What to work on: Express the lines of the listing as a JSON list of strings, one string per line and no blank lines, starting with the line containing "# outline every instance of the double-hung" and going on through the end of the listing.

Source listing:
— START —

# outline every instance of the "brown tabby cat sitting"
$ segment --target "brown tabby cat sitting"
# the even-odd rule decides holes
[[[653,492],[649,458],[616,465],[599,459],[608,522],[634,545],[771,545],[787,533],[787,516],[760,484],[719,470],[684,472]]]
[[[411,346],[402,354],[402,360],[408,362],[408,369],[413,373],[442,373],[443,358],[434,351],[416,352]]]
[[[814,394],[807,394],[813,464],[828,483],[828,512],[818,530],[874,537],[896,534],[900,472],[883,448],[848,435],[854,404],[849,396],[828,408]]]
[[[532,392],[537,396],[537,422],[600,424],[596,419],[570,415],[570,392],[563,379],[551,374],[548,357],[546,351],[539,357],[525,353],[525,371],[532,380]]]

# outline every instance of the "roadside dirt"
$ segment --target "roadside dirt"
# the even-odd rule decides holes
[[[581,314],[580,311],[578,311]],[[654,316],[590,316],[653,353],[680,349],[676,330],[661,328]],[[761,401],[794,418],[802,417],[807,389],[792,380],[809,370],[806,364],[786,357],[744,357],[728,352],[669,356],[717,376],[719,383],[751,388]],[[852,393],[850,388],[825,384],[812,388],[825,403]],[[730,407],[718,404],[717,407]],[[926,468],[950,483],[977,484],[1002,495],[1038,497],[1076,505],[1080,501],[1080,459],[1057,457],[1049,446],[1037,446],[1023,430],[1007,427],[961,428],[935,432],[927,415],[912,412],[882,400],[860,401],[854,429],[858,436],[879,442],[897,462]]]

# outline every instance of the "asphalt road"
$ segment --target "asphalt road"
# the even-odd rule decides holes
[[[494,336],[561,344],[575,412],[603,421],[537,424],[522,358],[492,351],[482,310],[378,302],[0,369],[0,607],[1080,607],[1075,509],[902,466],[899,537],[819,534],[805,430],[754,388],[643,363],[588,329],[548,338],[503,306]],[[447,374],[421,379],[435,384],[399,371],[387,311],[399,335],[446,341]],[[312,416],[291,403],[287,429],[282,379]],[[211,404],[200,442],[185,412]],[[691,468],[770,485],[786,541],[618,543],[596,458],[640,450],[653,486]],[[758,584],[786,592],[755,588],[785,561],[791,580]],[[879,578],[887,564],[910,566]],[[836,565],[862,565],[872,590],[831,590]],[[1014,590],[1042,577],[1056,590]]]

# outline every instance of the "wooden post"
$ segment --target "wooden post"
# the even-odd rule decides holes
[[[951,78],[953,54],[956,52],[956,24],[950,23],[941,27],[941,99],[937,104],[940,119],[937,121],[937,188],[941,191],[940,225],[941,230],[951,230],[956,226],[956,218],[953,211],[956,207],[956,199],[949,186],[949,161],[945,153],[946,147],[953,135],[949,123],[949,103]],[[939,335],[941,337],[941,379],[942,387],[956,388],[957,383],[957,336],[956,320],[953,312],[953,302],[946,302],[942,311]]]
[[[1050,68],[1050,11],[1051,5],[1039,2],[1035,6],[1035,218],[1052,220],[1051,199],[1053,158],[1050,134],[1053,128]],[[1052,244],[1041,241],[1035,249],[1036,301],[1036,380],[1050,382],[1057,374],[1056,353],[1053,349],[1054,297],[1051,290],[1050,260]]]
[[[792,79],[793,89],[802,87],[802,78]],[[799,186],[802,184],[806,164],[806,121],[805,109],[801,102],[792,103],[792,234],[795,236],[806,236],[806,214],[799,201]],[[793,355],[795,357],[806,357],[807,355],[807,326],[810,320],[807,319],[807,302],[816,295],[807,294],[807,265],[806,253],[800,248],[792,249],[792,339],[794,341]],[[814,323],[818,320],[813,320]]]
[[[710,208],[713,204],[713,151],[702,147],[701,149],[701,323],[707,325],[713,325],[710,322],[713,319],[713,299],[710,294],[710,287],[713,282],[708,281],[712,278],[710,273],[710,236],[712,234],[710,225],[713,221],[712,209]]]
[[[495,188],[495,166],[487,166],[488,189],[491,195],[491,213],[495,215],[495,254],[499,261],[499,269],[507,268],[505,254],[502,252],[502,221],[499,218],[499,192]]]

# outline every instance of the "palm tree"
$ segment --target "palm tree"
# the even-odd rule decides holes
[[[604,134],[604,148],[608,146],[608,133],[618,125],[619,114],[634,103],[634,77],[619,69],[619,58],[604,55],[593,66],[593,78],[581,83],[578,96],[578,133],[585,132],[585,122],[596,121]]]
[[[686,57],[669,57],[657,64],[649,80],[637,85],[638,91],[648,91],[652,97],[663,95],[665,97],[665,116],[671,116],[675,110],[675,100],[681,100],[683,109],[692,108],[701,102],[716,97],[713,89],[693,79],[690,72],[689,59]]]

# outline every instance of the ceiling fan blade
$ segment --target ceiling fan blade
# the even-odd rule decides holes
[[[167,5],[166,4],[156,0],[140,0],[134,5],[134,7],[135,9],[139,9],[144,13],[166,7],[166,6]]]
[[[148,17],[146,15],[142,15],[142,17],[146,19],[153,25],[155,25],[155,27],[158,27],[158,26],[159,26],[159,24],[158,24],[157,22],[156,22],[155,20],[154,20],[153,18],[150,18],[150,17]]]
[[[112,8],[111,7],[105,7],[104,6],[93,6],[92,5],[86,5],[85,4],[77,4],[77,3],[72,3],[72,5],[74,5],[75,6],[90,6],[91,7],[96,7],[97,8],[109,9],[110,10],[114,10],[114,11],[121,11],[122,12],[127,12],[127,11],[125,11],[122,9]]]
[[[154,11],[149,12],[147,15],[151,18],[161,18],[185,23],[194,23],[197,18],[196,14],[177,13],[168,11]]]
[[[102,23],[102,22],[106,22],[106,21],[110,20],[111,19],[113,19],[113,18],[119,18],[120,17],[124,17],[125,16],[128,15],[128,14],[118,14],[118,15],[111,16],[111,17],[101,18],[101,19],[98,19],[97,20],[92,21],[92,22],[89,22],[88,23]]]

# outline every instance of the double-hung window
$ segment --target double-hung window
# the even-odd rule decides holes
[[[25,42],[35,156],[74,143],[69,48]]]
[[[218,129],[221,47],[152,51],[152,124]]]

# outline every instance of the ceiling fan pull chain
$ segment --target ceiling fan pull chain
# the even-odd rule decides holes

— END —

Full output:
[
  "# outline every instance of the double-hung window",
  "$ segment --target double-hung window",
  "# the even-odd rule decides holes",
  "[[[25,42],[35,156],[74,143],[69,48]]]",
  "[[[218,129],[221,47],[152,51],[152,124]]]",
  "# outline every instance of the ceiling fan pull chain",
  "$ segment --target ceiling fan pull chain",
  "# the even-odd rule decides holes"
]